Start of Study text
How It All Ends

Brad Miner | August 24, 2020

So many things seem to be on the fast train to hell at the moment that it came into my head to look into the Apocalypse. Not some “apocalyptic” film or novel – the Apocalypse, the Book of Revelation, the last book of the New Testament and, therefore, the conclusion of Holy Scripture.

It’s understandable that people don’t pay much attention to the Apocalypse. Most of us vaguely know that it says someday it’s all going to break bad, cosmically bad. Who wants to think about that?

Despite being God’s last written communication to us, for a casual reader, it’s a strange text, not easy to take in. Some of the more overheated evangelicals relish its wilder side, and “the Rapture” too, of course, and much else that can’t help making a sober Catholic wary.

But that’s far from being the whole story of the Apocalypse. I’ve often disagreed with public stances of South Africa’s Anglican Bishop Desmond Tutu. He’s absolutely right, though, in what he’s said about Revelation: “I’ve read the end of the book. . . .We win.” More accurately, God wins, but if you think you’re in – or at least hope someday to be in – His fold, it comes to much the same thing.

Terrible events are symbolically foreshadowed before this world ends in the Apocalypse, even more terrible than COVID-19, rioting, and presidential elections. If you think we have it rough now, look at the deadly plagues, rampaging Beast, the cosmic Dragon, and Satanic assaults that Scripture talks about as it wraps up. It makes Tolkien look like an amateur.
End of Study text
Start of Source information
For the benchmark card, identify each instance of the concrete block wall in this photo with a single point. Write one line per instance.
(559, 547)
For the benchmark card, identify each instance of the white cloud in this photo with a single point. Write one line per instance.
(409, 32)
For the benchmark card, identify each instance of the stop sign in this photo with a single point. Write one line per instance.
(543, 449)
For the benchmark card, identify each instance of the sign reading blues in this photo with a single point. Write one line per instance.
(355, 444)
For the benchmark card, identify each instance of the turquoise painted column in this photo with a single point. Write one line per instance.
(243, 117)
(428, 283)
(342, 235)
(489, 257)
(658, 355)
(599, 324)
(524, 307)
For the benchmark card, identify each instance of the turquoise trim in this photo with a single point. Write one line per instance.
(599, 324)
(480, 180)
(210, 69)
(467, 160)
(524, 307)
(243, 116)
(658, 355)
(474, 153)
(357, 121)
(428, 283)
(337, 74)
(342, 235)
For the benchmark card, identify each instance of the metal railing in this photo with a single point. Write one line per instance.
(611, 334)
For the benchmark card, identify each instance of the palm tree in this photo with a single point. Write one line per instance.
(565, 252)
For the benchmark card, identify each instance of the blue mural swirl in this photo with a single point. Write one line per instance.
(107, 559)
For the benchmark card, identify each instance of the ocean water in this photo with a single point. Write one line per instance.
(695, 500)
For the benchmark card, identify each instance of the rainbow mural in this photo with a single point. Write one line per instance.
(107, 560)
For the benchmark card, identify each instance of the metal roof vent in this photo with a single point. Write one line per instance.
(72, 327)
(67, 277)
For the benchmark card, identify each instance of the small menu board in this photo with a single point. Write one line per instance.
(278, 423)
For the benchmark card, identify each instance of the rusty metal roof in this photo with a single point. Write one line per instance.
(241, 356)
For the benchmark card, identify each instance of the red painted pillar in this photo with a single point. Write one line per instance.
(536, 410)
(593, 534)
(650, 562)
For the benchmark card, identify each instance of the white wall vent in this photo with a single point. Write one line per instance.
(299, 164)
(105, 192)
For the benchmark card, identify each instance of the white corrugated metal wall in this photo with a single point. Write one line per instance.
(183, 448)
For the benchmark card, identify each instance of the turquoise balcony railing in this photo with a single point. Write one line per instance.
End of Source information
▸ **What is being asked**
Copy out the entire article about the Book of Revelation word for word, from its title through its final sentence. Rely only on the article about the Book of Revelation above for what comes next.

▸ **Response**
How It All Ends

Brad Miner | August 24, 2020

So many things seem to be on the fast train to hell at the moment that it came into my head to look into the Apocalypse. Not some “apocalyptic” film or novel – the Apocalypse, the Book of Revelation, the last book of the New Testament and, therefore, the conclusion of Holy Scripture.

It’s understandable that people don’t pay much attention to the Apocalypse. Most of us vaguely know that it says someday it’s all going to break bad, cosmically bad. Who wants to think about that?

Despite being God’s last written communication to us, for a casual reader, it’s a strange text, not easy to take in. Some of the more overheated evangelicals relish its wilder side, and “the Rapture” too, of course, and much else that can’t help making a sober Catholic wary.

But that’s far from being the whole story of the Apocalypse. I’ve often disagreed with public stances of South Africa’s Anglican Bishop Desmond Tutu. He’s absolutely right, though, in what he’s said about Revelation: “I’ve read the end of the book. . . .We win.” More accurately, God wins, but if you think you’re in – or at least hope someday to be in – His fold, it comes to much the same thing.

Terrible events are symbolically foreshadowed before this world ends in the Apocalypse, even more terrible than COVID-19, rioting, and presidential elections. If you think we have it rough now, look at the deadly plagues, rampaging Beast, the cosmic Dragon, and Satanic assaults that Scripture talks about as it wraps up. It makes Tolkien look like an amateur.